■ **Text block**:
• • • • • • •

Max Weber Was a Class-Conscious Champion of the Bourgeoisie

During the Cold War, US sociologists lionized Max Weber as a superior alternative to Karl Marx. For all his brilliance, Weber’s social theory glosses over the violent, exploitative nature of capitalism and serves as a pessimistic defense of the status quo.

Sociologist Max Weber, photographed in 1918. (Wikimedia Commons)

Almost every student who studies sociology has heard of Max Weber. Few, however, are aware of how he came to occupy such a preeminent place in its canon.

After all, Weber’s influence was minimal in the immediate decades after his death. Between 1922 and 1947, his key book, Economy and Society, sold just two thousand copies in his native Germany.

Weber’s subsequent rise to a position of extraordinary importance did not merely stem from a belated recognition of his intellectual virtues. Opponents of Marxism in the social sciences seized upon Weber as an alternative to Marx in explaining how societies function and change.

In doing so, they downplayed the partisan political views that shaped Weber’s thinking and the shortcomings of his social theory.

Cold War Sociology

Weber owes his current reputation primarily to Talcott Parsons, the leading theoretician of US sociology during the Cold War. Parsons saw the German thinker as having been engaged in a fight “against the positivist tendencies of Marxian historical materialism” by emphasizing the role of values.

In 1939, Parsons received a letter from the Austrian neoliberal ideologue Friedrich von Hayek, who urged him to revise a translation of Economy and Society. Hayek regarded Weber as an important ideological forerunner of his because his methodological individualism drew on the Austrian school of economics.

As Weber had written:

If I have become a sociologist . . . it is mainly to exorcise the specter of collective conceptions which still lingers among us. . . . Sociology can only proceed from the action of one or more separate individuals and must therefore adopt strictly individualistic methods.

After the intervention by Parsons, US academics “Americanized” Weber to make him appear as a value-free sociologist. Editors eliminated earlier references in Economy and Society to “the flotsam of African and Asiatic savages” from the armies of Germany’s enemies during World War I. They selected texts that formed the core of Weber’s contribution to sociology.

Crucially, Weber was awarded the prize for sophistication in his debate with Marx. According to this perspective, Weber had rejected Marx’s supposedly crude, two-class model of modern society in favor of a multiclass model. As an alternative to Marx’s economic determinism, he had put forward a multifactor understanding of causation. And instead of offering naive hopes of a better world, he had warned against the danger of bureaucratization.

• • • • • • •

■ **Stored data**:

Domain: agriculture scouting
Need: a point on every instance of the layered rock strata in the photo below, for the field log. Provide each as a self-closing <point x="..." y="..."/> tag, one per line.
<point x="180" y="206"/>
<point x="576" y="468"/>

• • • • • • •

Rewrite the stretch of the Max Weber article from "After all, Weber’s" through "his native Germany.", putting "2,000" in place of "two thousand".

After all, Weber’s influence was minimal in the immediate decades after his death. Between 1922 and 1947, his key book, Economy and Society, sold just 2,000 copies in his native Germany.